[start DOCUMENT PASSAGE]

Question

A straight line touches the rectangular hyperbola $9x^2-9y^2=8$ and the parabola $y^2=32x$. The equation of the line(s) is/are :

• A. $9x+3y-8=0$
• B. $9x-3y+8=0$
• C. $9x+3y+8=0$
• D. $9x-3y-8=0$

Answer 1

Answer: (B), (C)

The correct options are
B $9x-3y+8=0$
C $9x+3y+8=0$

The equation of tangent to the given hyperbola at any point $(a\sec \theta ,b\tan \theta )$ is given by
$\frac{x}{a}\sec \theta -\frac{y}{a}\tan \theta =1$, where $a=b=\frac{2\sqrt{2}}{3}$
$\Rightarrow x\sec \theta -y\tan \theta =\frac{2\sqrt{2}}{3}$ ...... $\left(1\right)$
Similarly, the equation of tangent at any point $(8t^2,16t)$ of the parabola $y^2=32x$ is
$ty=x+8t^2$
$\Rightarrow x-ty=-8t^2$ ...... $\left(2\right)$
Comparing equations $\left(1\right)$ and $\left(2\right)$, we get
$\frac{1}{\sec \theta }=\frac{+t}{\tan \theta }=\frac{-8t^2}{2\sqrt{2}}\times 3$ ...... ($\left(1\right)$ & $\left(2\right)$ are same)
$\Rightarrow t=\sin \theta$ ..... $\left(3\right)$
$\Rightarrow cos\theta =-2\sqrt{2}\times 3t^2$ ..... $\left(4\right)$
From (3) and (4) $72t^4+t^2-1=0$
$\Rightarrow t^2=\frac{1}{9}\Rightarrow t=\pm \frac{1}{3}$
Using the above value in equation (2), we get the equation as
$\pm 3y=9x+8$
Hence, the equation of line are

$9x+3y+8=0$ and $9x-3y+8=0$

[end DOCUMENT PASSAGE]

(EXERCISE REQUIREMENTS)
1. In the tangent-line problem, can you rewrite the paragraph beginning "The equation of tangent to the given hyperbola" as a short list of steps that keeps its main facts?
2. What answer options does the tangent-line problem offer? List each one with its letter.
3. Reproduce the passage of the tangent-line problem that starts with "Answer: (B), (C)" and goes on through "($\left(1\right)$ & $\left(2\right)$ are same)".

[start MATERIAL SHOWN]

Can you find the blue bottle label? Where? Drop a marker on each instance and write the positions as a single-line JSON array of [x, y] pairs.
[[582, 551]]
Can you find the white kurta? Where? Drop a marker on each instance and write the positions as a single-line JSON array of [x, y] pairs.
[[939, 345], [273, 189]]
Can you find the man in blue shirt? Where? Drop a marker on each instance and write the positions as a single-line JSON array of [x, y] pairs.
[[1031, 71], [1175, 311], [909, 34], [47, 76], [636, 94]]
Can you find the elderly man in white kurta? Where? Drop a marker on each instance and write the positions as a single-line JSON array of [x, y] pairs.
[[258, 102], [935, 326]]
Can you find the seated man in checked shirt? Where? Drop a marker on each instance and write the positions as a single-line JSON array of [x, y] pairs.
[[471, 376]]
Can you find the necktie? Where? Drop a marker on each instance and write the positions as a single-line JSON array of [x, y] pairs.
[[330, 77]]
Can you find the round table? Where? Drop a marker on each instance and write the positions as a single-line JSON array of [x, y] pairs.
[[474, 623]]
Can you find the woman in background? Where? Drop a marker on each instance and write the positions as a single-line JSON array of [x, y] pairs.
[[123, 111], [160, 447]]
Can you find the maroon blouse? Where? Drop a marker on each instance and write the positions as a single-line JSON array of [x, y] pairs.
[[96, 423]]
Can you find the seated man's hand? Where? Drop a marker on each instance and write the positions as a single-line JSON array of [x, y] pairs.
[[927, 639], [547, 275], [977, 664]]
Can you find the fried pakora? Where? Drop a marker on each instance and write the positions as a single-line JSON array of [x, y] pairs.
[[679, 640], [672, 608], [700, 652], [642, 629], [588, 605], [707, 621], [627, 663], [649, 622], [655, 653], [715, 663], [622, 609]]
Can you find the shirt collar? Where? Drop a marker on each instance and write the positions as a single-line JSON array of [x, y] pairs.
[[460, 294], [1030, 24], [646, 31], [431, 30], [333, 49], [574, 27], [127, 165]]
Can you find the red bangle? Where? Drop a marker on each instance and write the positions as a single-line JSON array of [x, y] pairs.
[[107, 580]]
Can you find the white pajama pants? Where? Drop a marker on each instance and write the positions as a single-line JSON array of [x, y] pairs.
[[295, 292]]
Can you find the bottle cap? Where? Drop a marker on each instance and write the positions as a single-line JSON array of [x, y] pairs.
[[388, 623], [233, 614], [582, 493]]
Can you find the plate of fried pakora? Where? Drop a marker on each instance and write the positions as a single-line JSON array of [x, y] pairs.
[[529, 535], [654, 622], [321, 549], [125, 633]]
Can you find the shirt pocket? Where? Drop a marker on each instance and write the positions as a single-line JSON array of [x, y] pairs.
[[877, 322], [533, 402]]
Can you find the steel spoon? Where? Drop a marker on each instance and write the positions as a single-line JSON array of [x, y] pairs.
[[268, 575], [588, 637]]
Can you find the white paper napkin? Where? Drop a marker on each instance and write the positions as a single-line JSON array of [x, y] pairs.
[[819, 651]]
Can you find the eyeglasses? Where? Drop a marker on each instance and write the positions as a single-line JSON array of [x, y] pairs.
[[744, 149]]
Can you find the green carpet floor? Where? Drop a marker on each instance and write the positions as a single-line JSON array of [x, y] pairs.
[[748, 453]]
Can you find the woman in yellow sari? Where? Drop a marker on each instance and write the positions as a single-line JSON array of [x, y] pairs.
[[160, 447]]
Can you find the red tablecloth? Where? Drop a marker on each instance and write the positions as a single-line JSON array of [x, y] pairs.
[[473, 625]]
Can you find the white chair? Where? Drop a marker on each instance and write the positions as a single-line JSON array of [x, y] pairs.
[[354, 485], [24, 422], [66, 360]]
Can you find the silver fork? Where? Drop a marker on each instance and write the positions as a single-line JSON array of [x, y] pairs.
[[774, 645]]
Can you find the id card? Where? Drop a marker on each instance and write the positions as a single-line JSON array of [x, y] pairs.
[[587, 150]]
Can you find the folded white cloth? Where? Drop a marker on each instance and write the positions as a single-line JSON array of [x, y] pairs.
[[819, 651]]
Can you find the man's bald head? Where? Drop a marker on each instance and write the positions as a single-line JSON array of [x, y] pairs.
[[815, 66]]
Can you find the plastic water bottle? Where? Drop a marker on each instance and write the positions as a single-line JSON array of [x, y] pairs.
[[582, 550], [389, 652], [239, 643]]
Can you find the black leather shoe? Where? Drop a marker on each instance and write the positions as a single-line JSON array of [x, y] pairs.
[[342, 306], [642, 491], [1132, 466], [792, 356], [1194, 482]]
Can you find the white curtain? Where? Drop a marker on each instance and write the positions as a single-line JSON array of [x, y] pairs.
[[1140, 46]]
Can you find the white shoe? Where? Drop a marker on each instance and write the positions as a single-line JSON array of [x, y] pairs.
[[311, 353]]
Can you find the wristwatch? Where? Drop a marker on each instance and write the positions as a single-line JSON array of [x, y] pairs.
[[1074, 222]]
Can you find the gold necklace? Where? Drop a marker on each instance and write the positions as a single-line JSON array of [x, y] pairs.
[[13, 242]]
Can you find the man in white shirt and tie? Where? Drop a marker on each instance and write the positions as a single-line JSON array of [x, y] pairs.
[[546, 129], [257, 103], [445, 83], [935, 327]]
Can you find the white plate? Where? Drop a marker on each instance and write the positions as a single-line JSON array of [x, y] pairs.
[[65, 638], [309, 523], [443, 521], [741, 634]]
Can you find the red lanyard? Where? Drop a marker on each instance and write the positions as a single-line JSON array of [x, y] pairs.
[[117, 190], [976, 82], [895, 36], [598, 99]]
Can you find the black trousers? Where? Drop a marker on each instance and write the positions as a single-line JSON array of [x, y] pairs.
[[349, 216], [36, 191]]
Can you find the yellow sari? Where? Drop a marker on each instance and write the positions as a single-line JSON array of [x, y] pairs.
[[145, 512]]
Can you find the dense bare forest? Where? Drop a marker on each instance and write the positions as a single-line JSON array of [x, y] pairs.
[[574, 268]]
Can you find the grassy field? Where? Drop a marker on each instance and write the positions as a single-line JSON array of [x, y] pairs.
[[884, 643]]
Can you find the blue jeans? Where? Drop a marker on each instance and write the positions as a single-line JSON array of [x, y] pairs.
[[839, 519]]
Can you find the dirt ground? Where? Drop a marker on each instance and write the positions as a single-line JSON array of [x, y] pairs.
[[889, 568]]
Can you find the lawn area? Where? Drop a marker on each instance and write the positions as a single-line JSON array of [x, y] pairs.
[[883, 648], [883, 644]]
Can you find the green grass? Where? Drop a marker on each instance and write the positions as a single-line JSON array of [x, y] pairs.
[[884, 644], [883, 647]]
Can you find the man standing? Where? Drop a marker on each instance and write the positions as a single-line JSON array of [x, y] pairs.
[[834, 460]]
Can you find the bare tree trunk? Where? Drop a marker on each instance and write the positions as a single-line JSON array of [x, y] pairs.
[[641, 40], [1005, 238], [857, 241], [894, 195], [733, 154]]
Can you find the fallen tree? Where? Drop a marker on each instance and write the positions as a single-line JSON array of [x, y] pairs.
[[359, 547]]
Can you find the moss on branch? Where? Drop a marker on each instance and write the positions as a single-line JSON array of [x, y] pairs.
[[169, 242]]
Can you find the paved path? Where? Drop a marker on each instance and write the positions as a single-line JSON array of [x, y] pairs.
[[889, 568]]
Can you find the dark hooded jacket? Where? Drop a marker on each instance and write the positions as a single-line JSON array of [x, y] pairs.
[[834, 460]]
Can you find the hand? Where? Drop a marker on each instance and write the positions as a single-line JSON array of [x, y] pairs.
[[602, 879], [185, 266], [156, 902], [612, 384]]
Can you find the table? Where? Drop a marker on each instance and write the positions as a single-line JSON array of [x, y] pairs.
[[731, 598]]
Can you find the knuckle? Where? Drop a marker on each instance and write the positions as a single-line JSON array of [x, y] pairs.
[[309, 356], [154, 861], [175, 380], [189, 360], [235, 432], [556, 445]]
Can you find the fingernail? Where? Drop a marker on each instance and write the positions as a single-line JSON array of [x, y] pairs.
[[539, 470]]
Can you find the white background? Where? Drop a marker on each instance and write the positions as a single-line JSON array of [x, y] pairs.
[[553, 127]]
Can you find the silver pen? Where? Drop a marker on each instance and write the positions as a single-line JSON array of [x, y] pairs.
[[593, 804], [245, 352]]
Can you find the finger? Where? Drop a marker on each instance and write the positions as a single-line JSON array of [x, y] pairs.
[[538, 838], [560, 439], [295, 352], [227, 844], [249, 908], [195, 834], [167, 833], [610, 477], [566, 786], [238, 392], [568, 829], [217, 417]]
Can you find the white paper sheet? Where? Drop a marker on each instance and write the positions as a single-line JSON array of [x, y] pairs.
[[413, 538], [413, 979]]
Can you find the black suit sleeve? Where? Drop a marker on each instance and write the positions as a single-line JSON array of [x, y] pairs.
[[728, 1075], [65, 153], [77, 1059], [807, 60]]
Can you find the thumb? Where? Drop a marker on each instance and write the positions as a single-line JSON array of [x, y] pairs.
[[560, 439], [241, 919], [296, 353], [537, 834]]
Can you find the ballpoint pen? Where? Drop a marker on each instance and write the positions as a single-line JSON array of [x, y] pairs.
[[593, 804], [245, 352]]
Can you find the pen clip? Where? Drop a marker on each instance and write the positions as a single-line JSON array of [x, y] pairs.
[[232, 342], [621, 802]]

[end MATERIAL SHOWN]

(SOLUTIONS FOR EACH TASK)
1.
- The tangent to the hyperbola at (a secθ, b tanθ), with a = b = 2√2/3, is x secθ − y tanθ = 2√2/3. This is equation (1).
- The tangent to the parabola y² = 32x at (8t², 16t) is ty = x + 8t², which is x − ty = −8t². This is equation (2).
- Since (1) and (2) are the same line, comparing them gives t = sinθ (3) and cosθ = −2√2 × 3t² (4).
- From (3) and (4), 72t⁴ + t² − 1 = 0. So t² = 1/9 and t = ±1/3.
- Putting these values into (2) gives ±3y = 9x + 8.

2.
A. 9x + 3y − 8 = 0
B. 9x − 3y + 8 = 0
C. 9x + 3y + 8 = 0
D. 9x − 3y − 8 = 0

3.
Answer: (B), (C)

The correct options are
B $9x-3y+8=0$
C $9x+3y+8=0$

The equation of tangent to the given hyperbola at any point $(a\sec \theta ,b\tan \theta )$ is given by
$\frac{x}{a}\sec \theta -\frac{y}{a}\tan \theta =1$, where $a=b=\frac{2\sqrt{2}}{3}$
$\Rightarrow x\sec \theta -y\tan \theta =\frac{2\sqrt{2}}{3}$ ...... $\left(1\right)$
Similarly, the equation of tangent at any point $(8t^2,16t)$ of the parabola $y^2=32x$ is
$ty=x+8t^2$
$\Rightarrow x-ty=-8t^2$ ...... $\left(2\right)$
Comparing equations $\left(1\right)$ and $\left(2\right)$, we get
$\frac{1}{\sec \theta }=\frac{+t}{\tan \theta }=\frac{-8t^2}{2\sqrt{2}}\times 3$ ...... ($\left(1\right)$ & $\left(2\right)$ are same)